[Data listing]

########

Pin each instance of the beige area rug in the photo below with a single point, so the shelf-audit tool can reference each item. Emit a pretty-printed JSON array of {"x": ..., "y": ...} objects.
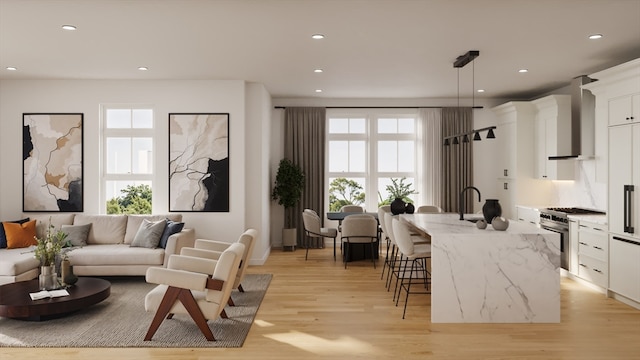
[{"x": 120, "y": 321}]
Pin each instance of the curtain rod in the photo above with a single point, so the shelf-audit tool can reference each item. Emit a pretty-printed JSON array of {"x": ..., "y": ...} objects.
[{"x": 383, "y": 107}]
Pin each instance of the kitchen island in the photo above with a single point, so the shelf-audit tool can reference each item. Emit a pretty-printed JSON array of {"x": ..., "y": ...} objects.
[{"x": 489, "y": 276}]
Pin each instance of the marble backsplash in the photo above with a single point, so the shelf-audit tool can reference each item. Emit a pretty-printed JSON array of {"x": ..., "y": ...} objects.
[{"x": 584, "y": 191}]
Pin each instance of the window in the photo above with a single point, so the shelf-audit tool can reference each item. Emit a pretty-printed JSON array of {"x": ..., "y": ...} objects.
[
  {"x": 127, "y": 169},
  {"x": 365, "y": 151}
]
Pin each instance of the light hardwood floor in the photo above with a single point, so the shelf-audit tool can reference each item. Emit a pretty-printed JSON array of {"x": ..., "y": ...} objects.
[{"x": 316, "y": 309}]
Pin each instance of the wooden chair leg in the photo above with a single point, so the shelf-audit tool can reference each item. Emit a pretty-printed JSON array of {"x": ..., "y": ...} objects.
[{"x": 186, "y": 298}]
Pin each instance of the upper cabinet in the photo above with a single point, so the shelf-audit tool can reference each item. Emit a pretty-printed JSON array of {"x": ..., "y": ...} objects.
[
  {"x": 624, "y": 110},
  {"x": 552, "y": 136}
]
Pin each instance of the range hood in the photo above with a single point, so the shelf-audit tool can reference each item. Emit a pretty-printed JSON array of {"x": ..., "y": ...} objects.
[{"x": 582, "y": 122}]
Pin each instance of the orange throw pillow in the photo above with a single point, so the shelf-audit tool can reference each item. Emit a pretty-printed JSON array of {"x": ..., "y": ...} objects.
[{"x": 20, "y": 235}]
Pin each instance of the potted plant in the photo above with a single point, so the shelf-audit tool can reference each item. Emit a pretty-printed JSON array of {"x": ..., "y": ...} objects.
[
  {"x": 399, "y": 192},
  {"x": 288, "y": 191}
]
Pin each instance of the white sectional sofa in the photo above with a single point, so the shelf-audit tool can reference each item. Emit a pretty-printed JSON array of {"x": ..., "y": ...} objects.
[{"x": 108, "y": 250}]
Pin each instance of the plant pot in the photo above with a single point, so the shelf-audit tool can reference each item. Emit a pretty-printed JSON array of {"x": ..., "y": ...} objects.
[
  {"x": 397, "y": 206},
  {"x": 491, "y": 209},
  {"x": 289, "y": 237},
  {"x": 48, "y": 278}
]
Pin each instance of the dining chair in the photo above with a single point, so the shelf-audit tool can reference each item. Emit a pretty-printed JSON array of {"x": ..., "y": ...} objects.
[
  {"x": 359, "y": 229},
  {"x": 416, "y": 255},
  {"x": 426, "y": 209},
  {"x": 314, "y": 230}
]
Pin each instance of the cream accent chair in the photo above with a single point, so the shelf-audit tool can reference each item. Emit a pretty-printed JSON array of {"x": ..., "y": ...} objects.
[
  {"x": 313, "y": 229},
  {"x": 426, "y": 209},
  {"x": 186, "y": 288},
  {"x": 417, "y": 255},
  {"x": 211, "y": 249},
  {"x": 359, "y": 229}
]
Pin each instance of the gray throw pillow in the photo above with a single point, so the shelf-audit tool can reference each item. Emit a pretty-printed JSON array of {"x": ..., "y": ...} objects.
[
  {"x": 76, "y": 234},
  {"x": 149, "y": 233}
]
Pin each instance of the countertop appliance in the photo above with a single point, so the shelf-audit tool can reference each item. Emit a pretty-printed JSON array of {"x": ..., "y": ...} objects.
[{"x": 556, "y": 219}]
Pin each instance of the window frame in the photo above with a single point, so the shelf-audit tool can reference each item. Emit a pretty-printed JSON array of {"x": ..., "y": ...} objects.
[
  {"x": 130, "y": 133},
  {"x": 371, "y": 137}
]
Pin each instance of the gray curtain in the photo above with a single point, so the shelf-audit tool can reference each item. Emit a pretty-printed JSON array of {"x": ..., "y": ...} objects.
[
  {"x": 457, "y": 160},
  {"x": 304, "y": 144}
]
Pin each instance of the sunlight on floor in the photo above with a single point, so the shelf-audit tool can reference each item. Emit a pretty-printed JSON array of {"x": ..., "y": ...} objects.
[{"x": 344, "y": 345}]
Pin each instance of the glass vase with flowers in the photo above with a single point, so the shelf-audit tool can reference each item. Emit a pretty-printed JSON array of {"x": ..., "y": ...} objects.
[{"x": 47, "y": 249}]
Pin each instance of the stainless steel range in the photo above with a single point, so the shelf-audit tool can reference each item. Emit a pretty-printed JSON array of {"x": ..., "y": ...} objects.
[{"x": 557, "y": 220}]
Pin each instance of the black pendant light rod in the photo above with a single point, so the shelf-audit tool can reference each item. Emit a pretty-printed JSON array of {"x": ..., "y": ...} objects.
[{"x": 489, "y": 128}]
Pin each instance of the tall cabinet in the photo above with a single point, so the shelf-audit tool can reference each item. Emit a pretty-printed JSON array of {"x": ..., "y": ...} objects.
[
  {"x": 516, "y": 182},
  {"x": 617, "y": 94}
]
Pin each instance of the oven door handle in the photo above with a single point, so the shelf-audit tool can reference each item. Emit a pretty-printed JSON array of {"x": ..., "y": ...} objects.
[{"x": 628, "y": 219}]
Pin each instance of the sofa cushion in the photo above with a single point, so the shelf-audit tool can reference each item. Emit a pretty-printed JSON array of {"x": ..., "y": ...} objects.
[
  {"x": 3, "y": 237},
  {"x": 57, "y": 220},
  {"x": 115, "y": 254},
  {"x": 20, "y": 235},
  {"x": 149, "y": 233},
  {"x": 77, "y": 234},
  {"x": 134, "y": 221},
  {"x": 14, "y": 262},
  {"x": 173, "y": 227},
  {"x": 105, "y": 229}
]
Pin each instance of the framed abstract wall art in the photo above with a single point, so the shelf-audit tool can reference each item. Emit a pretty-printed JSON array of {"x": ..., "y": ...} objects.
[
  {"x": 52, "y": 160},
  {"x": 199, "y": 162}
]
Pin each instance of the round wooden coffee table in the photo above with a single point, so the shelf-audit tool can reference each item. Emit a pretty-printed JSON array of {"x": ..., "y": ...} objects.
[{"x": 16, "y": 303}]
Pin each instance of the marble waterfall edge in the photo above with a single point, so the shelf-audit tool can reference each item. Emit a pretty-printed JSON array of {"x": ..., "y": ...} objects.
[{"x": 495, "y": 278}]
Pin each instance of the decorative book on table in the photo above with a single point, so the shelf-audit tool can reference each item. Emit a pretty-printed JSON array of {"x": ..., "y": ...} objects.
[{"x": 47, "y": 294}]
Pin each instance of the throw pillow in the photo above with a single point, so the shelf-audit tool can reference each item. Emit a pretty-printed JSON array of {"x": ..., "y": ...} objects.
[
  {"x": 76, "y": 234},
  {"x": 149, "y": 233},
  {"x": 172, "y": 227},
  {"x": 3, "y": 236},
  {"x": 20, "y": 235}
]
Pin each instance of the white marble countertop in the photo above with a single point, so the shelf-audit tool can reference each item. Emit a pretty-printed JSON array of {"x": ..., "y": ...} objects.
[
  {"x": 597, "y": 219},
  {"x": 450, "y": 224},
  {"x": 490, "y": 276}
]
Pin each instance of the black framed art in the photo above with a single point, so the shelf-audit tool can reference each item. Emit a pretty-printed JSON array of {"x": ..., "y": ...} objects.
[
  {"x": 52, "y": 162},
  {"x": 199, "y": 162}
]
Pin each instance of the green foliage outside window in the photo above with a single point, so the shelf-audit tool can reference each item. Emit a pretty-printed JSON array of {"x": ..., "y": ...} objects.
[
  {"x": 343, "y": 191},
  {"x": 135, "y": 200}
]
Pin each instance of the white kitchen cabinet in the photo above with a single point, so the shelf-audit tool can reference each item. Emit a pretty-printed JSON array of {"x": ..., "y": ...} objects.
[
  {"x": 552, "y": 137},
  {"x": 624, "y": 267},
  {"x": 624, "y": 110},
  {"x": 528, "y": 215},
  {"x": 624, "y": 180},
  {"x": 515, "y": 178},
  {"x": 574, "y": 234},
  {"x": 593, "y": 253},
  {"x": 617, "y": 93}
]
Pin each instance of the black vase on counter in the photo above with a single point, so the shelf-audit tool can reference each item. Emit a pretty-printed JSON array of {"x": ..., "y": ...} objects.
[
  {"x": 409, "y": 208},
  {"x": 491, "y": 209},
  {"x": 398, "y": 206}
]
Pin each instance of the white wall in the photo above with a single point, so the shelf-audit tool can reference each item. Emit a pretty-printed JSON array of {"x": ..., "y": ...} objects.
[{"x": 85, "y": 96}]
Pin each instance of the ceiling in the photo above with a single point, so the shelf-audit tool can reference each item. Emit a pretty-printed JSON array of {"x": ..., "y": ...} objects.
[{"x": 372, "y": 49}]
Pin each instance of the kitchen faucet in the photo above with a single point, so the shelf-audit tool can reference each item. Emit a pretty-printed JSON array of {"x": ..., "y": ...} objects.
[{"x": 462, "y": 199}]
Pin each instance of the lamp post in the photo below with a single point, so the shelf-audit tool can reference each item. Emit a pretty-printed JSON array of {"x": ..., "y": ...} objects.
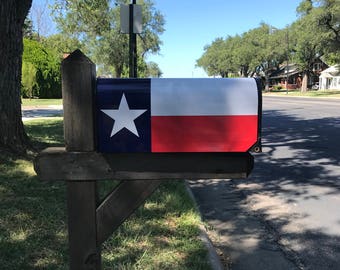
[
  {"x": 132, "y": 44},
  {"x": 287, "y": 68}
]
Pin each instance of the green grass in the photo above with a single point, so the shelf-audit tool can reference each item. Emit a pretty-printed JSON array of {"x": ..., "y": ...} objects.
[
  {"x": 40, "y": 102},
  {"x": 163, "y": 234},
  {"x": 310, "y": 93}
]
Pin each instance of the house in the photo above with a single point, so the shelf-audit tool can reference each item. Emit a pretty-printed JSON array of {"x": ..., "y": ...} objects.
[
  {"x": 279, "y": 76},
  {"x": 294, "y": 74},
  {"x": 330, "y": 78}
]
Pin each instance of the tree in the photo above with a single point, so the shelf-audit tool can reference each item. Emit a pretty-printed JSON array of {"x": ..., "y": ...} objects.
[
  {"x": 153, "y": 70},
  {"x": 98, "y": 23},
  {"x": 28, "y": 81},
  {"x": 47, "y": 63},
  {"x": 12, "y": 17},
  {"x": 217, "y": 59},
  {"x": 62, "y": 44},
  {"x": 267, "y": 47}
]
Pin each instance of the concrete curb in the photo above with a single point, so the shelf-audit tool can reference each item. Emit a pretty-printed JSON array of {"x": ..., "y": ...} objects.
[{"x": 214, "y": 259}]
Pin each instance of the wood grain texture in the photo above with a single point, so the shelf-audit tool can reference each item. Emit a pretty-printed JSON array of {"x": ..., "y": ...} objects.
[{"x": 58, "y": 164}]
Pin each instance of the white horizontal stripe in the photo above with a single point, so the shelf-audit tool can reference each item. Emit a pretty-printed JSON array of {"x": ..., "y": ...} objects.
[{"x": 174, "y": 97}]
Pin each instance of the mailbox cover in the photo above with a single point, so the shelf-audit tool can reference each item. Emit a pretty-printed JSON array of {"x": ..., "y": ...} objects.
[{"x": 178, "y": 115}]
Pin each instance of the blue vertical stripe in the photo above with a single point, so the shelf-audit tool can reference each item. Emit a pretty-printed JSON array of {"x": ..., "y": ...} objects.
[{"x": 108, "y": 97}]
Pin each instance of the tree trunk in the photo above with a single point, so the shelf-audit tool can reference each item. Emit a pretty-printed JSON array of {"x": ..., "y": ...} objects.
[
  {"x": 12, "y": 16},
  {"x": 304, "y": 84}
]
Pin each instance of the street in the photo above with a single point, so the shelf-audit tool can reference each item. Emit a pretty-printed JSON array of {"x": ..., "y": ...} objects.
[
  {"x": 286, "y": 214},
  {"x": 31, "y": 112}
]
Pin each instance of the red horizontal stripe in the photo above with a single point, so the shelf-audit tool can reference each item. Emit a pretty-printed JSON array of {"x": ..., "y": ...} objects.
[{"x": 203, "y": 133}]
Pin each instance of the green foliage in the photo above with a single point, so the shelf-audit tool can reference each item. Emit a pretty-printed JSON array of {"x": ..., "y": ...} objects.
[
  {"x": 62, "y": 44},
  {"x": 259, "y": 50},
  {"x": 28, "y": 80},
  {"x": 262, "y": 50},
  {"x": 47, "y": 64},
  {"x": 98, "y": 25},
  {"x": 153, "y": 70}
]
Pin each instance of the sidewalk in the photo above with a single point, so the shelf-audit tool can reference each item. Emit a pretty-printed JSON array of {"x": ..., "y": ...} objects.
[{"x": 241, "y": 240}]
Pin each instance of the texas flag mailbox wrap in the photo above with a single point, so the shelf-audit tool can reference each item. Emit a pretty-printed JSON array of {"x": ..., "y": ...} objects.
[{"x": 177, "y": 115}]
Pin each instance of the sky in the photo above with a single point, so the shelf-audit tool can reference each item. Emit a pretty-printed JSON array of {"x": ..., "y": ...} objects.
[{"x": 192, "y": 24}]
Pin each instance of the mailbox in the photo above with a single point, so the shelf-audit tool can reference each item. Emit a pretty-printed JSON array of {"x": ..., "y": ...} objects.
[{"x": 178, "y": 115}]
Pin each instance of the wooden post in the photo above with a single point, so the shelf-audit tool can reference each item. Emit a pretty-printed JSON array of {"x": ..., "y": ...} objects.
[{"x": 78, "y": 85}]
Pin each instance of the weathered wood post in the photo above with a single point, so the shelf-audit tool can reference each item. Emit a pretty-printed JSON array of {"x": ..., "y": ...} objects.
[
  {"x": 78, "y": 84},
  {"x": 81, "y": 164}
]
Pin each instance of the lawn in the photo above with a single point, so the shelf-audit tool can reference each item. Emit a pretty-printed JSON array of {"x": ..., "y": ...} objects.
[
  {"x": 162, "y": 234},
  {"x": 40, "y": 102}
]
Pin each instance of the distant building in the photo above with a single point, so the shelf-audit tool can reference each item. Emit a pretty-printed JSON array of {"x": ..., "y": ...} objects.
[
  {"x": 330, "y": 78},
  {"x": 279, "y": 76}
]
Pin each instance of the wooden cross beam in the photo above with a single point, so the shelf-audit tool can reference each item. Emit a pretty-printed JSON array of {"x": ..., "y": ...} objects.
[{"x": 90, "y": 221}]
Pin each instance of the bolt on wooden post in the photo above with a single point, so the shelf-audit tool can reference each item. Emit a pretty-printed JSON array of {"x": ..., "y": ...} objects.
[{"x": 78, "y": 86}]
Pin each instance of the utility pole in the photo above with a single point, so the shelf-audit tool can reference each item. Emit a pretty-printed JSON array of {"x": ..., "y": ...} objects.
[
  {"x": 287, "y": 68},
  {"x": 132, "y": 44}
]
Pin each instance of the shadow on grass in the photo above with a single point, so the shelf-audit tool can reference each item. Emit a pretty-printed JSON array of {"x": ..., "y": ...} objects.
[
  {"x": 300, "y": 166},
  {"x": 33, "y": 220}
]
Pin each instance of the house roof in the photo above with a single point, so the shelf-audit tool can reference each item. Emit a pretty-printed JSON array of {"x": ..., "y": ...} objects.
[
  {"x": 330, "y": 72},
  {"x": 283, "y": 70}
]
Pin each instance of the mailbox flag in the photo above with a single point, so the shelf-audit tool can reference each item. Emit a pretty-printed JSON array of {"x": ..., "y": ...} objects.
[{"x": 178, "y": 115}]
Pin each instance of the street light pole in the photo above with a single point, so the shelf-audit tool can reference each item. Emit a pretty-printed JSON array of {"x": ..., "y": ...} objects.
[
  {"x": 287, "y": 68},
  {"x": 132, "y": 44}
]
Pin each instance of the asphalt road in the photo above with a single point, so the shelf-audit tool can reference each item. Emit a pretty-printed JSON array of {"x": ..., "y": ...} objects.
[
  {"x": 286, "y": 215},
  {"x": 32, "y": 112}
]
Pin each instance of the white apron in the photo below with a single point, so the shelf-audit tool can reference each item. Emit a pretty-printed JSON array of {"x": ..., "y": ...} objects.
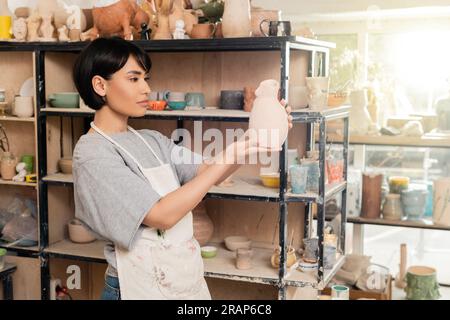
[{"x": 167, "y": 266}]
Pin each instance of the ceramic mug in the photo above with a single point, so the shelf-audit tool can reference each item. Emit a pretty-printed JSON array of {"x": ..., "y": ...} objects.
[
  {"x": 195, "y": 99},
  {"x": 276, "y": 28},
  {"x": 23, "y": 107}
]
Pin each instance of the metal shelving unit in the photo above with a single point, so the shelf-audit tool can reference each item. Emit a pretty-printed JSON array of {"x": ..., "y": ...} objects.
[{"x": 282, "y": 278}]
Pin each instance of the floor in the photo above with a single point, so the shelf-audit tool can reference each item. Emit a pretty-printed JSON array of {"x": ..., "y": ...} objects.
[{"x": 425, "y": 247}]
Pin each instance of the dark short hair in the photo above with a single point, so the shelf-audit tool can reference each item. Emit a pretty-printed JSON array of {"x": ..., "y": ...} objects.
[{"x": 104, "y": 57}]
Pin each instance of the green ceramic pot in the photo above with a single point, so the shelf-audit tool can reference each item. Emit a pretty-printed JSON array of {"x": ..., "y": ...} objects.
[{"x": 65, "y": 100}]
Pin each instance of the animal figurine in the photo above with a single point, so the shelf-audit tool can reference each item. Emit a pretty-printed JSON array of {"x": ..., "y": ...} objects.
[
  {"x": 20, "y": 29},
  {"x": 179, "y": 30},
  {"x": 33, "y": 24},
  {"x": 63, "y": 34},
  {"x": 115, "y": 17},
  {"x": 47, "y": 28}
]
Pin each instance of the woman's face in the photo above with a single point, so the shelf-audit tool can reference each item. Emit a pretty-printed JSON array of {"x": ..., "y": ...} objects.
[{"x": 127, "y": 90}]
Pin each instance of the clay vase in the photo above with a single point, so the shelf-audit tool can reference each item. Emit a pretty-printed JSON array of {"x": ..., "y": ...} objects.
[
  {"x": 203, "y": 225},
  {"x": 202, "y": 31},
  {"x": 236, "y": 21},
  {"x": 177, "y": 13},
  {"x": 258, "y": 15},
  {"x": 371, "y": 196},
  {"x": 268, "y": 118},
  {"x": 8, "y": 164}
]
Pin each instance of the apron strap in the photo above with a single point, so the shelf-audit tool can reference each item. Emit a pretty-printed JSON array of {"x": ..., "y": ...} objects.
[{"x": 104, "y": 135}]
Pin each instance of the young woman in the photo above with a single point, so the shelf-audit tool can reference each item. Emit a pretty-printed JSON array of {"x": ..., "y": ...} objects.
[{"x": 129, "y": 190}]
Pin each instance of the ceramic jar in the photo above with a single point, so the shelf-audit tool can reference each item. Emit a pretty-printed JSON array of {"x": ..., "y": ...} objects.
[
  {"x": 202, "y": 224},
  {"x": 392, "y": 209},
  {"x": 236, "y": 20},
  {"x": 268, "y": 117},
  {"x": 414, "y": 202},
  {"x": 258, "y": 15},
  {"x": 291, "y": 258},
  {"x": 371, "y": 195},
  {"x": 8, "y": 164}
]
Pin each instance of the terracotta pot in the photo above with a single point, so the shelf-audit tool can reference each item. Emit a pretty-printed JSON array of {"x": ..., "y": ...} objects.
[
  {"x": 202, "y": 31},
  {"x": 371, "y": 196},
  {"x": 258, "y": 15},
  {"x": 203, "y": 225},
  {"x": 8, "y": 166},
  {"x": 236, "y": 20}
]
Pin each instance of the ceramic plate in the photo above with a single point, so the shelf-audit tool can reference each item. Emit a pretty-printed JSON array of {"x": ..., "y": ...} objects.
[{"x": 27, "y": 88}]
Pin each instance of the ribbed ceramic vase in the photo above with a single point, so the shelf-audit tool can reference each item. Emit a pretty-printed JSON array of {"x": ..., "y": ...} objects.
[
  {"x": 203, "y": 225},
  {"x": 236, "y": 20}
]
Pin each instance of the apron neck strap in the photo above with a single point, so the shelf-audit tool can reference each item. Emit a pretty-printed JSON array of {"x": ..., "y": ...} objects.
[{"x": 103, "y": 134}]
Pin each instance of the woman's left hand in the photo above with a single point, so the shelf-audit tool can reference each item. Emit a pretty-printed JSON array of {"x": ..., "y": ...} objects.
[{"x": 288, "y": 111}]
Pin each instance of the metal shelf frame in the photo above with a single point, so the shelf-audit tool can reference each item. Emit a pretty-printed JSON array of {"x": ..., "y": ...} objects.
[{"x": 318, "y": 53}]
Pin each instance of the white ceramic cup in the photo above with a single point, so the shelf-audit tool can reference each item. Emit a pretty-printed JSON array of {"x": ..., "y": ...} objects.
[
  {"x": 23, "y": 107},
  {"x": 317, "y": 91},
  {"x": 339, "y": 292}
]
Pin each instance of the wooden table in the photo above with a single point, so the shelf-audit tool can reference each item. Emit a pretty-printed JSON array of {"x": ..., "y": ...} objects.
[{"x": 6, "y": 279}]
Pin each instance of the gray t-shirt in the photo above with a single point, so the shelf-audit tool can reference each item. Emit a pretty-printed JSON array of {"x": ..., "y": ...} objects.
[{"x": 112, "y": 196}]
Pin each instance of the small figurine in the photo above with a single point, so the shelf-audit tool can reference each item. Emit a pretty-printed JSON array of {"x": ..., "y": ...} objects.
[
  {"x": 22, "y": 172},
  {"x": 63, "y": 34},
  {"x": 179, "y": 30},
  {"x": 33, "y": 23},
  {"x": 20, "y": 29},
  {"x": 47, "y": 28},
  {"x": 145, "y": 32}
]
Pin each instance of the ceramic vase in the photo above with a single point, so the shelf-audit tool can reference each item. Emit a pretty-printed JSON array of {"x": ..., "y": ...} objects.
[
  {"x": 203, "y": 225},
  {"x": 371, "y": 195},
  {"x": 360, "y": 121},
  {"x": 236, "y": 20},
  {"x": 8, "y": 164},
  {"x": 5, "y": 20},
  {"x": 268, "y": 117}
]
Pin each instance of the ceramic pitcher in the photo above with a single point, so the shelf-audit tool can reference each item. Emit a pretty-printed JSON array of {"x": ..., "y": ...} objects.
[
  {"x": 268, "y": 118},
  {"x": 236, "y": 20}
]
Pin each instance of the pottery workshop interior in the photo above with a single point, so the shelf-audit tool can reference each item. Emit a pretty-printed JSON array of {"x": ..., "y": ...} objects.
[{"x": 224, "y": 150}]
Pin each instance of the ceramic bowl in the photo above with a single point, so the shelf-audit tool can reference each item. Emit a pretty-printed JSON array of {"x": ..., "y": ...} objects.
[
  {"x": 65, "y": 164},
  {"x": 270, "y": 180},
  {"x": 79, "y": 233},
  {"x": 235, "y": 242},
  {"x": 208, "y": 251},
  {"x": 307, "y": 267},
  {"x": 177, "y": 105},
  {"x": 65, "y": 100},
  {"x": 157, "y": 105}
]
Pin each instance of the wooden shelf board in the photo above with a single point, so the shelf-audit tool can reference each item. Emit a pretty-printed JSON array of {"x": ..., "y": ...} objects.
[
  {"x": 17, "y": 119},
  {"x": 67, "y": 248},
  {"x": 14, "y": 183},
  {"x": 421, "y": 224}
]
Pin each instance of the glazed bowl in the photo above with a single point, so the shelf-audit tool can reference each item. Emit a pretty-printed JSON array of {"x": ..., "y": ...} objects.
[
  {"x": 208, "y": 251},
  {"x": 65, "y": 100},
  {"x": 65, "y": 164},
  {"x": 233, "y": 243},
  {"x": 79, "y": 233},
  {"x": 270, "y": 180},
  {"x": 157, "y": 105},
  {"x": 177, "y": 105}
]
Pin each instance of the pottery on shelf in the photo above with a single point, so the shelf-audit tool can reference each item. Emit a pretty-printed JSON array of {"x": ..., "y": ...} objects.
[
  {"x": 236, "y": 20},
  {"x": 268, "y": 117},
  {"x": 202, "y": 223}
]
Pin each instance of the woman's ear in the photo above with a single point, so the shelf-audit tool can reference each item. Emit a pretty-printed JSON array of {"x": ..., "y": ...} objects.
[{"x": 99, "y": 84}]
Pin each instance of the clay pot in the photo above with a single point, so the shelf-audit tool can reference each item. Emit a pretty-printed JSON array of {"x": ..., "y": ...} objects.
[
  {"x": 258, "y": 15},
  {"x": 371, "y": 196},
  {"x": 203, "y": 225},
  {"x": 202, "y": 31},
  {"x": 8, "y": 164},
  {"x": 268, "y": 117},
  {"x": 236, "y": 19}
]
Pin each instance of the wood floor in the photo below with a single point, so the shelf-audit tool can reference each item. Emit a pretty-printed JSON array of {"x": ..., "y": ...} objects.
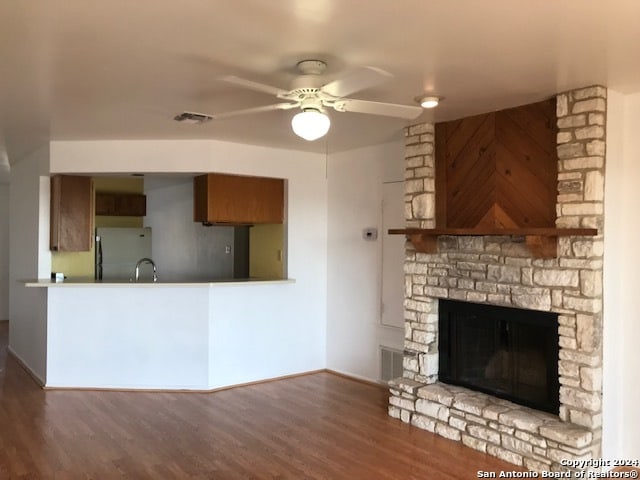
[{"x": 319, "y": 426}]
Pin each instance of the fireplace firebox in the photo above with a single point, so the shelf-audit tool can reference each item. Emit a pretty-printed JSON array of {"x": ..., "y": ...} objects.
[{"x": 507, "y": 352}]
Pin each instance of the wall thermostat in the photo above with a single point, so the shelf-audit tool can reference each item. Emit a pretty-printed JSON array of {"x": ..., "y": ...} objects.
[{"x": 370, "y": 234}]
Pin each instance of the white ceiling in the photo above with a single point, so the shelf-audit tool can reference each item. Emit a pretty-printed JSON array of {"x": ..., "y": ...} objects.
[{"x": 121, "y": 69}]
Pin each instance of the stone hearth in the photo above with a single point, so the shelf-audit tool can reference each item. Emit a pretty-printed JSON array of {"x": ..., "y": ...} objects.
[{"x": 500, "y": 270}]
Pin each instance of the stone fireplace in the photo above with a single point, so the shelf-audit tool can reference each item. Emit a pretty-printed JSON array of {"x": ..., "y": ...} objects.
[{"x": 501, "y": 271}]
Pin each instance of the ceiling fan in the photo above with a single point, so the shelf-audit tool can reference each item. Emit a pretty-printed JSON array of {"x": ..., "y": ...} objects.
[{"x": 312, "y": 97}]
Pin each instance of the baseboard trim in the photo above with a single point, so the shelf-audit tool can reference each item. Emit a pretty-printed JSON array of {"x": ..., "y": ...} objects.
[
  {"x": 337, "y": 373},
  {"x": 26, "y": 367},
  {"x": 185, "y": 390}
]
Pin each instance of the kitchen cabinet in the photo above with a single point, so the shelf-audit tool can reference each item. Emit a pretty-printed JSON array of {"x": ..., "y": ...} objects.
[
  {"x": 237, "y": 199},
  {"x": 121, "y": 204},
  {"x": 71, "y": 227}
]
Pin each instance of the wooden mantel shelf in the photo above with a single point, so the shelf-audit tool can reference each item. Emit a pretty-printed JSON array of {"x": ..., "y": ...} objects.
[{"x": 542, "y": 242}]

########

## WHAT TO PRODUCE
Quote, without alteration, the final stretch of the entries: the line with "Pin each instance of the white ceiling" onward to the last line.

## WRITTEN RESPONSE
Pin each instance of the white ceiling in the photo above with a single point, so the shelf-audit tool can reference each item. Emit a pretty-printed JSON array of {"x": ..., "y": ...} objects.
[{"x": 121, "y": 69}]
Pin each instance of the stone hearth in the photo above with a single point, so the shelf-audit tool can reference each item. Emit a pretty-printed JSON array of {"x": ..., "y": ...} objects.
[{"x": 500, "y": 270}]
Pin each instance of the stone fireplace in the photo above with a single point, so the shelf-audit tool can reference each item. Emit a pretty-printed JSON array of {"x": ..., "y": ...} objects.
[{"x": 501, "y": 271}]
Pin each instance of the ceiling fan in the photo above with a single point, so the shelf-audit tool can reference each item. Emit a pretty-printed JSON array of {"x": ..., "y": ...} objects.
[{"x": 312, "y": 97}]
Pin each instance of the baseboard trim in the photo above with a single point, so the shelf-audit tool can reference each item. Emit a pretty-printed JSON array of {"x": ..., "y": ...} objects.
[
  {"x": 337, "y": 373},
  {"x": 26, "y": 367},
  {"x": 185, "y": 390}
]
Pin each instance of the kitchen cabinet in the photo above with a single point, so the shelf-audit tool can reference each item. Emit a pretty-printed JSON array of {"x": ..., "y": ...} objects.
[
  {"x": 237, "y": 199},
  {"x": 121, "y": 204},
  {"x": 71, "y": 227}
]
Pin each instance of the wooden mantel shelf in the photo above with a single point, so the shelf-audit tool can reference each item. Emit a pretty-printed JSON array of {"x": ..., "y": ...} objects.
[{"x": 542, "y": 242}]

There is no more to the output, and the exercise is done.